→ **Directions**: Starting at the beginning of the items and ending at the line that contains "318 L 494 292", rewrite those lines as a numbered list, leaving out blank lines and pictures.

→ **Material provided**:
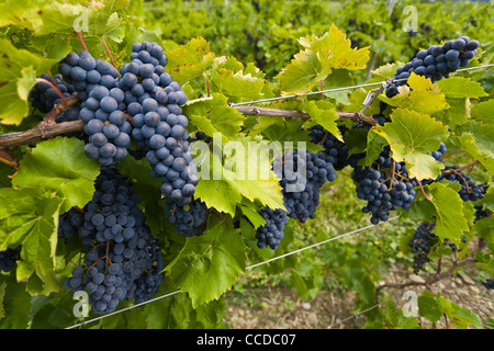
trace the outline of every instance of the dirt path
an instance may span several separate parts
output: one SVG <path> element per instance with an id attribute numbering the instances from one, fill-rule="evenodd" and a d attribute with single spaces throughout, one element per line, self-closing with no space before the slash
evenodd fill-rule
<path id="1" fill-rule="evenodd" d="M 494 318 L 494 292 L 487 291 L 480 282 L 472 279 L 475 269 L 467 271 L 463 276 L 459 274 L 449 276 L 433 285 L 433 293 L 441 293 L 441 296 L 458 304 L 460 307 L 474 312 L 483 321 L 484 328 L 494 328 L 489 325 L 486 318 Z M 394 268 L 393 271 L 383 274 L 382 282 L 404 283 L 413 279 L 420 279 L 411 274 L 404 268 Z M 397 306 L 403 307 L 405 301 L 403 293 L 409 290 L 386 288 L 386 295 L 391 296 Z M 413 288 L 418 295 L 424 291 L 422 286 Z M 351 318 L 356 308 L 356 296 L 352 293 L 341 295 L 335 292 L 322 291 L 310 302 L 296 301 L 296 292 L 282 286 L 256 287 L 252 294 L 258 294 L 259 303 L 254 306 L 247 299 L 243 299 L 236 292 L 231 292 L 227 297 L 228 314 L 225 322 L 232 328 L 248 329 L 359 329 L 366 322 L 366 317 Z M 243 303 L 244 302 L 244 303 Z M 426 328 L 433 325 L 422 318 Z M 447 328 L 444 318 L 435 326 L 438 329 Z M 451 328 L 451 326 L 449 326 Z"/>

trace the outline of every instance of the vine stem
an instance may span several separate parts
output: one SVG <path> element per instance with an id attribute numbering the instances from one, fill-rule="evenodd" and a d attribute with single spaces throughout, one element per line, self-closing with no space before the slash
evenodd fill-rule
<path id="1" fill-rule="evenodd" d="M 77 95 L 67 98 L 67 106 L 79 102 Z M 268 109 L 268 107 L 257 107 L 257 106 L 236 106 L 239 113 L 245 115 L 265 115 L 265 116 L 277 116 L 277 117 L 294 117 L 302 120 L 310 120 L 311 116 L 305 111 L 296 110 L 282 110 L 282 109 Z M 83 131 L 85 123 L 80 120 L 55 123 L 55 117 L 66 110 L 64 105 L 57 104 L 46 116 L 46 123 L 42 122 L 32 129 L 15 133 L 15 134 L 3 134 L 0 135 L 0 147 L 18 147 L 21 145 L 26 145 L 30 143 L 37 141 L 40 139 L 54 137 L 60 134 L 70 132 L 81 132 Z M 347 118 L 353 121 L 355 123 L 367 123 L 370 125 L 375 125 L 377 122 L 372 117 L 367 117 L 359 112 L 336 112 L 339 118 Z"/>
<path id="2" fill-rule="evenodd" d="M 202 76 L 204 76 L 205 82 L 206 82 L 206 89 L 207 89 L 207 98 L 210 98 L 210 80 L 207 79 L 206 73 L 202 72 Z"/>

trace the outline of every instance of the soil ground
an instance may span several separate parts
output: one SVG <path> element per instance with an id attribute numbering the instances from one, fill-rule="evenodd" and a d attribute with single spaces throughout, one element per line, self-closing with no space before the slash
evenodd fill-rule
<path id="1" fill-rule="evenodd" d="M 460 307 L 474 312 L 483 322 L 484 328 L 494 328 L 487 318 L 494 318 L 494 293 L 487 291 L 475 276 L 475 268 L 463 271 L 464 274 L 448 276 L 435 285 L 433 293 L 441 293 L 441 296 L 458 304 Z M 394 267 L 392 271 L 383 275 L 382 282 L 404 283 L 411 280 L 420 280 L 420 276 L 411 274 L 404 267 Z M 254 287 L 251 294 L 256 294 L 259 304 L 252 306 L 235 291 L 228 293 L 227 314 L 225 322 L 232 328 L 240 329 L 360 329 L 366 322 L 364 314 L 347 319 L 355 315 L 355 294 L 321 291 L 312 301 L 296 301 L 296 292 L 283 286 Z M 403 290 L 386 287 L 386 295 L 391 296 L 396 306 L 403 307 L 406 303 L 402 298 Z M 420 295 L 422 286 L 413 290 Z M 441 318 L 436 325 L 422 318 L 424 328 L 454 328 Z"/>

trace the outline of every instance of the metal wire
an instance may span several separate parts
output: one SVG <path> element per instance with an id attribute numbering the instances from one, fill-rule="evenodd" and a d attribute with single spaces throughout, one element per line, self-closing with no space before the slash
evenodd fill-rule
<path id="1" fill-rule="evenodd" d="M 388 222 L 393 220 L 393 219 L 396 219 L 396 218 L 398 218 L 398 217 L 400 217 L 400 216 L 391 217 L 390 219 L 388 219 Z M 388 223 L 388 222 L 386 222 L 386 223 Z M 381 224 L 381 223 L 380 223 L 380 224 Z M 377 225 L 369 225 L 369 226 L 367 226 L 367 227 L 362 227 L 362 228 L 359 228 L 359 229 L 356 229 L 356 230 L 351 230 L 351 231 L 341 234 L 341 235 L 339 235 L 339 236 L 337 236 L 337 237 L 333 237 L 333 238 L 330 238 L 330 239 L 327 239 L 327 240 L 324 240 L 324 241 L 321 241 L 321 242 L 317 242 L 317 244 L 314 244 L 314 245 L 310 245 L 310 246 L 307 246 L 307 247 L 305 247 L 305 248 L 302 248 L 302 249 L 299 249 L 299 250 L 295 250 L 295 251 L 292 251 L 292 252 L 289 252 L 289 253 L 284 253 L 284 254 L 281 254 L 281 256 L 277 256 L 277 257 L 274 257 L 274 258 L 272 258 L 272 259 L 262 261 L 262 262 L 260 262 L 260 263 L 256 263 L 256 264 L 249 265 L 249 267 L 246 268 L 246 270 L 250 270 L 250 269 L 252 269 L 252 268 L 256 268 L 256 267 L 259 267 L 259 265 L 262 265 L 262 264 L 266 264 L 266 263 L 269 263 L 269 262 L 272 262 L 272 261 L 282 259 L 282 258 L 284 258 L 284 257 L 287 257 L 287 256 L 291 256 L 291 254 L 294 254 L 294 253 L 297 253 L 297 252 L 301 252 L 301 251 L 304 251 L 304 250 L 307 250 L 307 249 L 315 248 L 315 247 L 321 246 L 321 245 L 323 245 L 323 244 L 327 244 L 327 242 L 329 242 L 329 241 L 333 241 L 333 240 L 336 240 L 336 239 L 340 239 L 340 238 L 343 238 L 343 237 L 346 237 L 346 236 L 349 236 L 349 235 L 351 235 L 351 234 L 356 234 L 356 233 L 359 233 L 359 231 L 362 231 L 362 230 L 366 230 L 366 229 L 375 227 L 375 226 L 378 226 L 378 225 L 379 225 L 379 224 L 377 224 Z M 91 320 L 82 321 L 82 322 L 80 322 L 80 324 L 78 324 L 78 325 L 75 325 L 75 326 L 71 326 L 71 327 L 67 327 L 67 328 L 65 328 L 65 329 L 74 329 L 74 328 L 77 328 L 77 327 L 82 327 L 82 326 L 88 325 L 88 324 L 90 324 L 90 322 L 93 322 L 93 321 L 97 321 L 97 320 L 100 320 L 100 319 L 103 319 L 103 318 L 106 318 L 106 317 L 110 317 L 110 316 L 113 316 L 113 315 L 123 313 L 123 312 L 125 312 L 125 310 L 128 310 L 128 309 L 132 309 L 132 308 L 135 308 L 135 307 L 139 307 L 139 306 L 143 306 L 143 305 L 153 303 L 153 302 L 155 302 L 155 301 L 158 301 L 158 299 L 161 299 L 161 298 L 165 298 L 165 297 L 168 297 L 168 296 L 176 295 L 176 294 L 178 294 L 178 293 L 181 293 L 181 290 L 178 290 L 178 291 L 176 291 L 176 292 L 172 292 L 172 293 L 169 293 L 169 294 L 166 294 L 166 295 L 162 295 L 162 296 L 158 296 L 158 297 L 155 297 L 155 298 L 145 301 L 145 302 L 143 302 L 143 303 L 141 303 L 141 304 L 136 304 L 136 305 L 133 305 L 133 306 L 130 306 L 130 307 L 126 307 L 126 308 L 123 308 L 123 309 L 120 309 L 120 310 L 115 310 L 115 312 L 113 312 L 113 313 L 110 313 L 110 314 L 108 314 L 108 315 L 104 315 L 104 316 L 101 316 L 101 317 L 98 317 L 98 318 L 94 318 L 94 319 L 91 319 Z"/>
<path id="2" fill-rule="evenodd" d="M 483 66 L 478 66 L 478 67 L 461 68 L 461 69 L 458 69 L 456 71 L 457 72 L 461 72 L 461 71 L 487 68 L 487 67 L 493 67 L 493 66 L 494 66 L 494 64 L 483 65 Z M 392 81 L 393 82 L 397 82 L 397 81 L 406 81 L 406 80 L 408 80 L 408 78 L 393 79 Z M 287 97 L 276 97 L 276 98 L 252 100 L 252 101 L 247 101 L 247 102 L 237 102 L 237 103 L 229 104 L 229 106 L 231 107 L 236 107 L 236 106 L 243 106 L 243 105 L 250 105 L 252 103 L 271 102 L 271 101 L 284 100 L 284 99 L 294 99 L 294 98 L 300 98 L 300 97 L 308 97 L 308 95 L 322 94 L 322 93 L 327 93 L 327 92 L 335 92 L 335 91 L 351 90 L 351 89 L 358 89 L 358 88 L 383 86 L 385 83 L 386 83 L 386 81 L 383 80 L 383 81 L 379 81 L 379 82 L 375 82 L 375 83 L 367 83 L 367 84 L 359 84 L 359 86 L 351 86 L 351 87 L 326 89 L 326 90 L 319 90 L 319 91 L 311 91 L 311 92 L 306 92 L 306 93 L 303 93 L 303 94 L 292 94 L 292 95 L 287 95 Z"/>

→ **Response to the exercise**:
1. trace the outline of every instance of the dirt path
2. an instance may span several separate parts
3. output: one SVG <path> element per instance with an id attribute numbering the instances from one, fill-rule="evenodd" and a d attribute with single spaces throughout, one element per line, self-closing with no space before the slash
4. evenodd fill-rule
5. <path id="1" fill-rule="evenodd" d="M 494 318 L 494 292 L 487 291 L 480 282 L 472 279 L 475 269 L 467 271 L 463 276 L 459 274 L 449 276 L 433 285 L 433 293 L 441 293 L 441 296 L 458 304 L 460 307 L 474 312 L 483 321 L 484 328 L 494 328 L 489 325 L 486 318 Z M 394 268 L 393 271 L 383 274 L 382 282 L 404 283 L 413 279 L 420 279 L 411 274 L 404 268 Z M 397 306 L 403 307 L 405 301 L 403 293 L 409 290 L 386 288 L 386 295 L 391 296 Z M 413 288 L 418 295 L 424 291 L 422 286 Z M 351 318 L 356 308 L 356 296 L 352 293 L 341 295 L 335 292 L 322 291 L 310 302 L 296 301 L 296 292 L 282 286 L 256 287 L 252 294 L 258 294 L 259 303 L 254 306 L 247 299 L 243 299 L 236 292 L 231 292 L 227 297 L 228 314 L 225 322 L 232 328 L 248 329 L 359 329 L 366 322 L 366 317 Z M 243 303 L 244 302 L 244 303 Z M 426 328 L 433 325 L 422 318 Z M 447 328 L 444 318 L 435 326 L 438 329 Z M 451 328 L 451 326 L 449 326 Z"/>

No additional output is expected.